DESCRIPTION OF THE TASK
Render every item below as a two-column CSV with the headers text and answer, one row per item. Put each item's text and its answer in a single quoted field, and replace any line breaks with spaces.

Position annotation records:
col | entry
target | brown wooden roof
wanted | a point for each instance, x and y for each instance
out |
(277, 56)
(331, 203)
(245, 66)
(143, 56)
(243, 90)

RESPONSE TO THIS TASK
text,answer
"col | entry target | brown wooden roof wanted | a point for each instance, x and y for each instance out |","(277, 56) (331, 203) (245, 66) (143, 56) (243, 90)"